--- Stated exercise ---
Copy only what runs from the line containing "Tag the dark wooden" to the last line, both included, keeping it exact and omitting pictures.

--- Material provided ---
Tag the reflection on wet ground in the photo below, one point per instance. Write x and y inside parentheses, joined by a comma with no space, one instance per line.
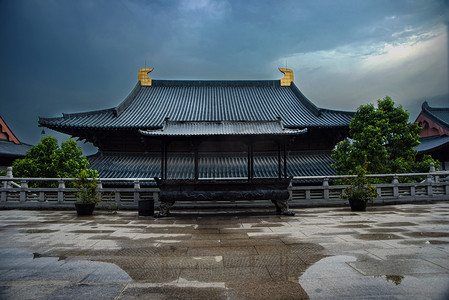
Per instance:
(321,253)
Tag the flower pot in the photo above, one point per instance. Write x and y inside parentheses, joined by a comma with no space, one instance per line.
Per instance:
(85,209)
(357,205)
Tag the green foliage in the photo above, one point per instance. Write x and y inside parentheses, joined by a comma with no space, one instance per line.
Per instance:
(423,165)
(48,160)
(86,187)
(360,189)
(382,135)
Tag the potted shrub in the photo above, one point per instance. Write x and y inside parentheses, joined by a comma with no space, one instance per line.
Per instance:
(359,192)
(86,192)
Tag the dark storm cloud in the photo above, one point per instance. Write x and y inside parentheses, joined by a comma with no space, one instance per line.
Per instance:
(70,56)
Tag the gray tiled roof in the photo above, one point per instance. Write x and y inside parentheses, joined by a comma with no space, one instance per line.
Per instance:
(431,142)
(148,106)
(221,128)
(439,115)
(211,165)
(13,150)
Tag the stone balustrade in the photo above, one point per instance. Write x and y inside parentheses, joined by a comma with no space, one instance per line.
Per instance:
(124,193)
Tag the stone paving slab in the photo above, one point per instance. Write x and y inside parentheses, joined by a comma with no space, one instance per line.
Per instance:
(388,252)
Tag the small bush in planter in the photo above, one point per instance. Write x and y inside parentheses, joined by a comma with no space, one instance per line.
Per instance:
(360,191)
(87,192)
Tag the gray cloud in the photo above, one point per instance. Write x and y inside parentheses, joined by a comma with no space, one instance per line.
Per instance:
(70,56)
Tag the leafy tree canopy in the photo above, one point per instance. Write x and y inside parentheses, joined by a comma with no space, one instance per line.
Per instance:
(382,136)
(49,160)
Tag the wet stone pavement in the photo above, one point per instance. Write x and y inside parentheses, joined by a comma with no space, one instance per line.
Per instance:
(388,252)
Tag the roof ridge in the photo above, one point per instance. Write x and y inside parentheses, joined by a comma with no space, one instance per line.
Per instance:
(215,83)
(427,110)
(82,114)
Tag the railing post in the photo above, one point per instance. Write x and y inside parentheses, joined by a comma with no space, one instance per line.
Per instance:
(61,188)
(326,188)
(290,191)
(7,183)
(117,197)
(395,186)
(429,183)
(23,190)
(136,191)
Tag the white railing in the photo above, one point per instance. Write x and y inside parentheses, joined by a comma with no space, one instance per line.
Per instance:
(125,193)
(434,187)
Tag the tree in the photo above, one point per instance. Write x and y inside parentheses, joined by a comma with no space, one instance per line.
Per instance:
(49,160)
(381,136)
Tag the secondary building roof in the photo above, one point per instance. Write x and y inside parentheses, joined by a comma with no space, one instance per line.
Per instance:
(211,165)
(439,115)
(431,143)
(148,106)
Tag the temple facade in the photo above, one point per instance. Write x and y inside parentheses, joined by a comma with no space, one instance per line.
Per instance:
(434,136)
(177,129)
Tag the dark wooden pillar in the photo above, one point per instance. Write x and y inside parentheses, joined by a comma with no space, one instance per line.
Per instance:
(250,161)
(285,160)
(197,170)
(279,160)
(162,158)
(166,160)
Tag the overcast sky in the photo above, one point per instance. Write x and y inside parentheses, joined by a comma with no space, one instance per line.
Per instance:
(73,56)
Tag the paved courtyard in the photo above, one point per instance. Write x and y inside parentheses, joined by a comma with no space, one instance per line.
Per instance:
(388,252)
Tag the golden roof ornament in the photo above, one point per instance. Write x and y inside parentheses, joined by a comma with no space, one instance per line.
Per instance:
(143,78)
(288,77)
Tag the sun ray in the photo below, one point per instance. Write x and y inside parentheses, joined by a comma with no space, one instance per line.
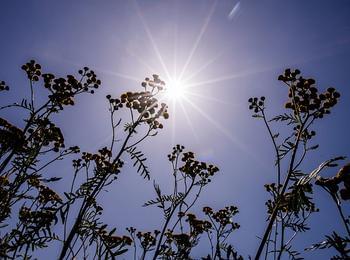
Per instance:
(118,74)
(203,67)
(221,128)
(199,38)
(189,121)
(188,93)
(141,61)
(151,39)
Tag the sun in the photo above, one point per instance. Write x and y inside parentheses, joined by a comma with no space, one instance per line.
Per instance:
(175,89)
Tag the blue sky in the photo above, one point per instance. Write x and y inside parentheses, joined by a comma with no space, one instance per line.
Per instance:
(230,59)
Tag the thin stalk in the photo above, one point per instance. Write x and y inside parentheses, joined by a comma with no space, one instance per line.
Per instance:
(285,185)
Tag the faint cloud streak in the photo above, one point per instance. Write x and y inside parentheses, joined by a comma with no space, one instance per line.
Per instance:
(234,11)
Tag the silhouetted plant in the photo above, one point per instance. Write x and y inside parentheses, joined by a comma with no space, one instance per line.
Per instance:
(291,203)
(33,215)
(174,240)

--- Solution for this exercise ---
Tag the dark wooden pillar in the photo above, one point per instance. Write x and y inside parentheses, joined by a comma with no space, one instance per line.
Per instance:
(250,161)
(285,160)
(197,170)
(279,160)
(162,158)
(166,160)
Tag the overcast sky in the photo above, one point per instance. Write x and y inside parentheses, joined by a comma with no space, one instance per line.
Per instance:
(73,56)
Tag the paved courtyard in the photo above, one point per instance. Write x and y inside parentheses, joined by a comma with no space, one instance per line.
Per instance:
(388,252)
Tag the golden roof ornament in the photo above, one point per instance. Write x and y inside parentheses, joined by a comma with no space, one instance per line.
Per instance:
(143,78)
(288,77)
Tag the sun ray in the photo below, one point per instance. Write x and y inside parentheses, joined by a comma with no space, one instance per line.
Per instance:
(118,74)
(203,67)
(221,128)
(199,38)
(189,121)
(188,93)
(141,61)
(151,39)
Tag the sun in the photo above, one point per instance. Write x and y inside parentheses, joined by a comma with no space, one instance per line.
Per instance:
(175,89)
Tag the blue sky in the photo above, one point per instance. Write x and y inside parentheses, joined by a comma with no space, one instance per line.
Per instance:
(230,59)
Tag the thin stalk in the photo above, one point per instance. Write x and y inside parentheses, joined by a comma with no space, one instance per line.
Per instance:
(285,185)
Tag the faint cloud streak in the photo above, one point per instance. Write x and y inside parentheses, joined by a comma with no space, one instance per line.
Per instance:
(234,11)
Tag the silhouetted plant in the photo above, one point per instance. Write x and y inside parentheses, joined by a comma with no space, one instance per line.
Per instance:
(291,203)
(33,215)
(174,240)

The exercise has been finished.